The broader social context of statistical work will be illustrated on Police and Social Service statistics.
Data Presentation
Key Concepts:
Raw data,
sample size n,
variables and their types,
grouped data,
categorization of data,
rules of unambiguity and comprehensiveness,
frequency tables,
pie charts,
bar charts (simple, compounded, multiple),
histograms and frequency polygons.
Table one - Student Housing
The following table of raw data comes from an internal coursebook used by a college in the North of England. I have included it for several reasons, one being that its shortcomings are quite illustrative as well. The table is a result of an internal survey of the housing situation conducted on a sample of 36 students.
Can you figure out the wording of the questionnaire used?
Gender | Age | Accommodation Type | Monthly Rent |
---|---|---|---|
M | 18 | Lodgings | 125 |
M | 20 | Rented Property | 130 |
F | 18 | Own or Parents' | 120 |
F | 19 | Dormitory | 128 |
F | 18 | Dormitory | 137 |
F | 21 | Rented Property | 141 |
M | 25 | Own or Parents' | 162 |
F | 18 | Lodgings | 153 |
M | 18 | Dormitory | 136 |
M | 18 | Dormitory | 143 |
F | 19 | Rented Property | 129 |
M | 18 | Rented Property | 138 |
M | 19 | Rented Property | 135 |
M | 19 | Rented Property | 141 |
F | 20 | Dormitory | 152 |
F | 18 | Lodgings | 140 |
F | 20 | Lodgings | 133 |
M | 21 | Lodgings | 129 |
M | 18 | Rented Property | 157 |
M | 18 | Caravan | 100 |
F | 19 | Rented Property | 146 |
M | 19 | Rented Property | 135 |
F | 18 | Dormitory | 115 |
F | 18 | Dormitory | 110 |
M | 20 | Own or Parents' | 134 |
F | 20 | Dormitory | 127 |
M | 18 | Dormitory | 132 |
F | 18 | Rented Property | 135 |
F | 20 | Lodgings | 126 |
F | 28 | Own or Parents' | 110 |
M | 18 | Own or Parents' | 112 |
M | 19 | Rented Property | 130 |
F | 21 | Lodgings | 140 |
M | 23 | Dormitory | 135 |
F | 18 | YWCA | 145 |
M | 20 | Lodgings | 132 |
Tasks
1. Identify the types of variables and categories of data.

## GIVEN MATERIAL
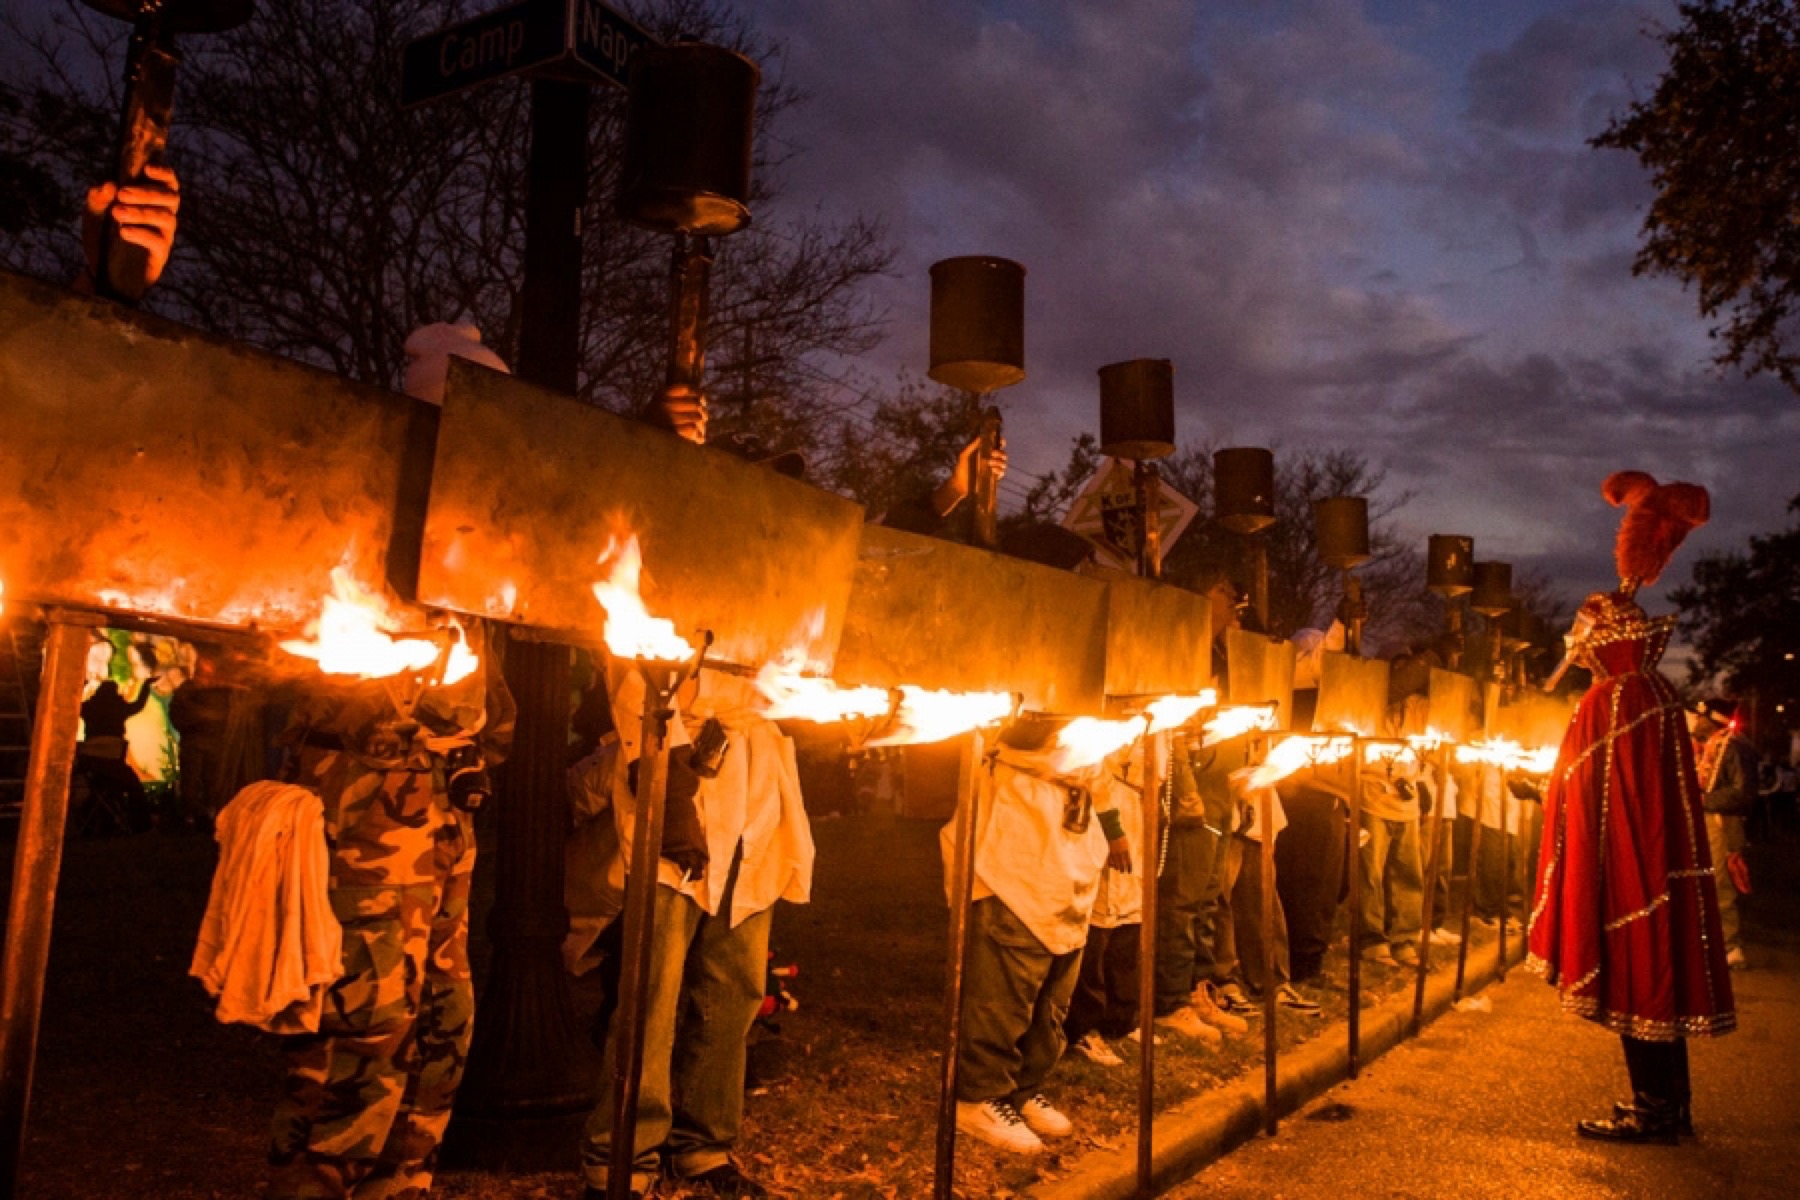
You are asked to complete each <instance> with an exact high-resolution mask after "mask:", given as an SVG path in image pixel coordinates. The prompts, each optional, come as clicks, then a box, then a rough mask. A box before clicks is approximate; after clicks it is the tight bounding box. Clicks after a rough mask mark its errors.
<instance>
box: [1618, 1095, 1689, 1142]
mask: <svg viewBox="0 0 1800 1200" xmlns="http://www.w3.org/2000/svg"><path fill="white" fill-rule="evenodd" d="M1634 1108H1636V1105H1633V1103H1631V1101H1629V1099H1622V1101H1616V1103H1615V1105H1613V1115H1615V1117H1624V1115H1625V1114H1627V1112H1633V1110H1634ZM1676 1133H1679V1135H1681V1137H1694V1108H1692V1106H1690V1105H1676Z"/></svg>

## WORK INSTRUCTIONS
A – In the data presentation passage, what reason does the author give for including the student housing table?
B – Reproduce the data presentation passage from "Table one - Student" up to and including "of 36 students.".
C – Write the next part of the data presentation passage, picking up after its final line.

## ANSWER SET
A – The author included the table for several reasons, and the one stated is that its shortcomings are quite illustrative.

B –
Table one - Student Housing
The following table of raw data comes from an internal coursebook used by a college in the North of England. I have included it for several reasons, one being that its shortcomings are quite illustrative as well. The table is a result of an internal survey of the housing situation conducted on a sample of 36 students.

C –
2. Are the rules of categorizing data kept?
3. Set up a frequency table for each variable. (Treat rent as a continuous variable.)
4. Cross-tabulate sex and age, and age and accommodation.
5. Draw compounded and multiple bar charts for the above tables.
6. Draw a pie chart for the variable of accommodation.
7. Draw a histogram and a frequency polygon for rent.
8. The data tell us a lot about the character of the college where they were collected as well as the community in which it is located. Try to describe these.
Example of a particularly deceptive truncated graph.Exercise
The following is a table of distances (in miles) travelled by a sample 40 company vehicles in a given week:
138 | 164 | 150 | 144 | 125 | 149 | 157 | 146 |
158 | 140 | 147 | 136 | 148 | 152 | 144 | 168 |
126 | 138 | 176 | 163 | 119 | 154 | 165 | 146 |
173 | 142 | 147 | 135 | 153 | 140 | 135 | 161 |
145 | 135 | 142 | 150 | 156 | 145 | 128 | 133 |
Group the data into seven intervals and draw up a histogram.
Students will announce members of the Group Project teams.
Homework: Francis: Student exercises 1, 4, 6, 8, 9 on page 45
Central Tendency and Dispersion
Statistical measures of representative value (values typical of a data set) and spread of data
Key Concepts:
Central values (averages), mean, mode, median, range,
quartiles, interquartile range, ogive,
standard deviation,
coefficient of dispersion,
skew.
Tasks
The following refers to the table of Student Housing
1. Find the mode, mean, and median for the variable of age.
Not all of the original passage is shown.